- [Qué hacer]: Edita el fragmento sobre la lesión: copia la parte que empieza en "(IM)PACIENTE" y termina en "mi entorno inmediato.", cambiando "rodilla" por "cadera".

╭─ Fragmento original

(IM)PACIENTE
Estoy coja. No coja del todo, imposibilitada y con serias
dificultades para sacar adelante mi actividad diaria, pero sí lo bastante
fastidiada como para que ocho centímetros cuadrados de mi anatomía sean los
dueños de mis pensamientos y conversaciones desde hace un par de semanas. No
diría que siento dolor, pero sí que mi rodilla izquierda es el punto de partida
de una serie de síntomas nada placenteros e incluso preocupantes, que incluyen chasquidos,
rigidez, sensación de acorchamiento y, sobre todo, una constante emisión de
latidos que con su fluir concéntrico me engloban a mí y a mi entorno inmediato.
Pienso en mi rodilla, hablo sobre mi rodilla por teléfono, en vivo, con amigos,
familiares y colegas de trabajo. Tras un rato de reflexión sobre el tema que
abordaría en mi entrada de hoy, me he decidido, cómo no, a escribir sobre mi
rodilla. He contado el pequeño accidente que dio origen a mi lesión a cuantos
han querido —o no han podido evitarlo— escucharme. Hace unos días, se lo conté
incluso a una desconocida que bajaba a la vez que yo unas escaleras tras una
consulta médica (en justa correspondencia, ella me confió que tenía
osteoporosis: fue uno de esos instantes de solidaridad terapéutica entre
extraños). Me he convertido, en definitiva, en una insoportable y monotemática
quejica. A estas alturas de mi vida, acabo de descubrir que soy una paciente
espantosa.

╰─
╭─ Datos siguientes

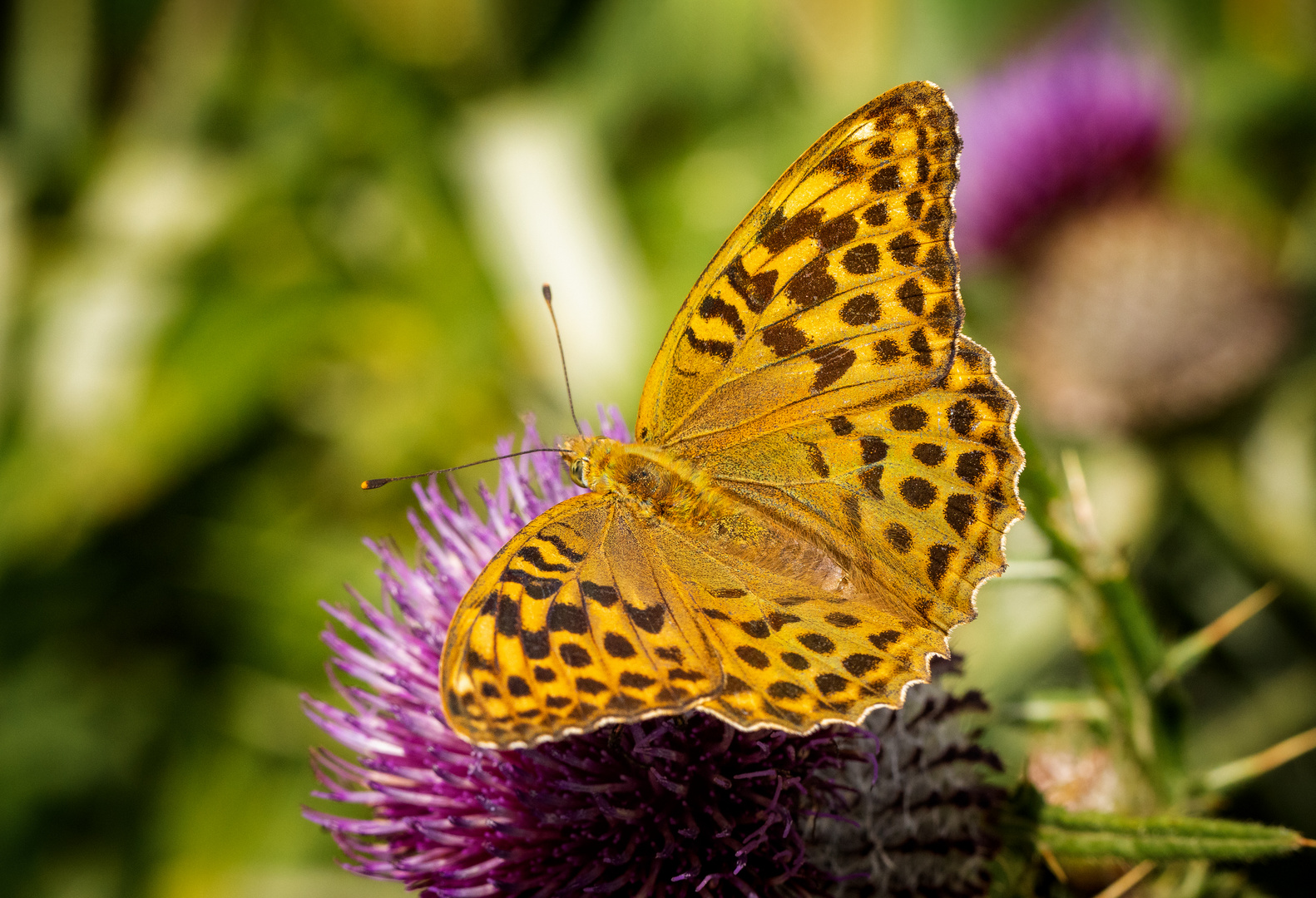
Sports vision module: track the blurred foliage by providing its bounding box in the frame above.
[0,0,1316,898]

╰─

- [Tu respuesta]:
(IM)PACIENTE
Estoy coja. No coja del todo, imposibilitada y con serias
dificultades para sacar adelante mi actividad diaria, pero sí lo bastante
fastidiada como para que ocho centímetros cuadrados de mi anatomía sean los
dueños de mis pensamientos y conversaciones desde hace un par de semanas. No
diría que siento dolor, pero sí que mi cadera izquierda es el punto de partida
de una serie de síntomas nada placenteros e incluso preocupantes, que incluyen chasquidos,
rigidez, sensación de acorchamiento y, sobre todo, una constante emisión de
latidos que con su fluir concéntrico me engloban a mí y a mi entorno inmediato.